:: PROBLEM TO SOLVE ::
Answer these from the thread excerpt below, one answer per line, marked to match.
(a) What setup is stated for the cluster?
(b) What is the second step of the planned replacement procedure?
(c) What share of RAW size is reported as used?

:: SOURCE EXCERPT ::
[ceph-users] Re: replacing OSD nodes

2022-07-20 Thread Janne Johansson
Den tis 19 juli 2022 kl 13:09 skrev Jesper Lykkegaard Karlsen :
>
> Hi all,
> Setup: Octopus - erasure 8-3
> I had gotten to the point where I had some rather old OSD nodes, that I 
> wanted to replace with new ones.
> The procedure was planned like this:
>
>   *   add new replacement OSD nodes
>   *   set all OSDs on the retiring nodes to out.
>   *   wait for everything to rebalance
>   *   remove retiring nodes

> After around 50% misplaced objects remaining, the OSDs started to complain 
> about backfillfull OSDs and nearfull OSDs.
> A bit of a surprise to me, as RAW size is only 47% used.
> It seems that rebalancing does not happen in a prioritized manner, where 
> planed backfill starts with the OSD with most space available space, but 
> "alphabetically" according to pg-name.
> Is this really true?

:: DATA ::
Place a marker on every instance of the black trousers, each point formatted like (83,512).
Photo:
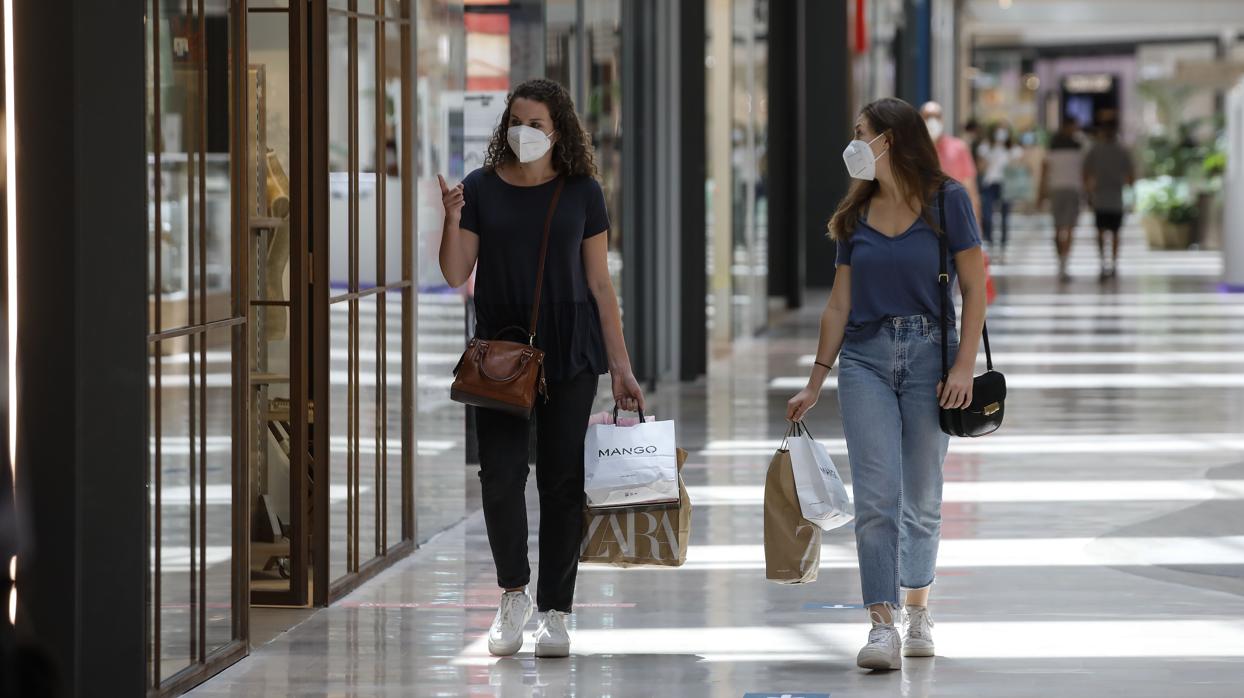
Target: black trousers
(561,426)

:: FINAL ANSWER ::
(a) Octopus, erasure 8-3.
(b) Set all OSDs on the retiring nodes to out.
(c) 47%.